*Document extract*.

11 August, 2013

Challenging Changes


Two newspaper  reports that invited my attention during the last were the south Korean experiment to run electrically run buses which would get charged wirelessly, from the cables laid underneath the road surface and the growing popularity of bicycles for transport in Europe.

I remember buying a Raleigh bicycle, the year I joined the medical school at Nagpur, (1967), which I used for about ten years. Some of us enjoyed long cycle journeys into the villages around Nagpur to orange and mango orchards to get our free supply of the fruits. Any visitor was allowed then to pick a handful of the fruits, or gather the ones fallen on the ground. We had regular picnics at the waterbodies around Nagpur. We visited some villages to spread health messages on Immunisation, safe water, hygiene, etc. There were times we went on cycling expeditions to discover the tribal habitat. For some of us cycling was both a sport and a break from our campus life. We bonded and grew up together through our cycling journeys. The roads were less congested then and we had safe access to all the arterial roads of the city. There were regular cyclists on short and long distance travel those days, when scooters or cars were a luxury.

*Data for review*.
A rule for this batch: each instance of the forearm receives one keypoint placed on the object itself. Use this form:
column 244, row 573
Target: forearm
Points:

* * *

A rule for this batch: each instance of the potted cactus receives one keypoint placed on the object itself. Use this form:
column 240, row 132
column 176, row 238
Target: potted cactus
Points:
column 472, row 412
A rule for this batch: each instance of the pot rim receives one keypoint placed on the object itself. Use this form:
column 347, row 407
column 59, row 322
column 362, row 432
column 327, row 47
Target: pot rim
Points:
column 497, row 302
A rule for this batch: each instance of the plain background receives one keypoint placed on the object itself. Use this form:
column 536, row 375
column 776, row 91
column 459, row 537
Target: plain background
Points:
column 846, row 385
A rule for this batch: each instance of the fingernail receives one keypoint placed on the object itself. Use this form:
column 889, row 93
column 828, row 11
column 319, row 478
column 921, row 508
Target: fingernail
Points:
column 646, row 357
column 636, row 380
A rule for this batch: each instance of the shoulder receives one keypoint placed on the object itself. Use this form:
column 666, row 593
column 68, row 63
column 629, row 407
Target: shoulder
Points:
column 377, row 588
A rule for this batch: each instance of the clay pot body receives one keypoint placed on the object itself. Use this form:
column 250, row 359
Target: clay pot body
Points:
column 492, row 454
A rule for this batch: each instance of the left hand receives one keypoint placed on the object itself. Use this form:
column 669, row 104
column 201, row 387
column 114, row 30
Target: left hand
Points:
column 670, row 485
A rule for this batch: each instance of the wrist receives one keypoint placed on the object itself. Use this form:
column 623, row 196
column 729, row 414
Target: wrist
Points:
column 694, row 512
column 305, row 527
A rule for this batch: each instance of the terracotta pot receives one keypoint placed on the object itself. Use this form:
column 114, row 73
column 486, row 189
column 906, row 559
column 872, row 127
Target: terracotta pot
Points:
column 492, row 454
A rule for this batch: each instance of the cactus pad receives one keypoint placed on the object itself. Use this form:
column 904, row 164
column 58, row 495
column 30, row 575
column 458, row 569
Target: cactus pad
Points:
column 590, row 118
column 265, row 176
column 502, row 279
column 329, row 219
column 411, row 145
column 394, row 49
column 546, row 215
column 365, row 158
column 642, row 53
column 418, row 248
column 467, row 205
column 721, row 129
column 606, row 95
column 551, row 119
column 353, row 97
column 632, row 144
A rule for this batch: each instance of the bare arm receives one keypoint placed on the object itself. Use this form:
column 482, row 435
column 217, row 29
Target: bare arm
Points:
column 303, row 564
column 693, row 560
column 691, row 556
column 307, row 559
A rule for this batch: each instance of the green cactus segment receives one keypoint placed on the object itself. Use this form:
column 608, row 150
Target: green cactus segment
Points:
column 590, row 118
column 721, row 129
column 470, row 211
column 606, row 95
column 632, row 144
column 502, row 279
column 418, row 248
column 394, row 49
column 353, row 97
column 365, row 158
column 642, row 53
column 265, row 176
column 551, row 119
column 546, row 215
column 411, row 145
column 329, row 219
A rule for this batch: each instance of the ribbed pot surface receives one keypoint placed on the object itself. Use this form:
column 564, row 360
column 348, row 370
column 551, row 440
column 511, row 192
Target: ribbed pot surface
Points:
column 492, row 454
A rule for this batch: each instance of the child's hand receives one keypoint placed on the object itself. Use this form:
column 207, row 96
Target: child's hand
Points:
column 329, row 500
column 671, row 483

*Questions on the material*.
[1] Render this sentence from the "Challenging Changes" post in Spanish: "We bonded and grew up together through our cycling journeys."
[2] Pick up the "Challenging Changes" post after its final sentence and write the next paragraph.
The entries above can be set aside; nothing here depends on them.

*Answers for each item*.
[1] Nos unimos y crecimos juntos a través de nuestros viajes en bicicleta.

[2]
About fifty years later, I am most fascinated by the return of cycling as a mode of  travel in many places in the developed countries. This brings to focus a human phenomenon: we are likely to return to some good  habits which we abandon due to short sight. Cycling is becoming popular because it is a means for physical exercise and helps to reduce consumption of fuel and carbon emission. The green earth needs attention for its survival, which is a message constantly in the media.

The three shops which used to lend bicycles in my village, fifty years back disappeared sometime back. Since returning to my village ten months back, I am yet to see regular cyclists. 

Life style has changed and affluence and material prospects have dulled our inner sensitivity to age old truths. Humans are resilient and would return to embrace truth after wandering for a while.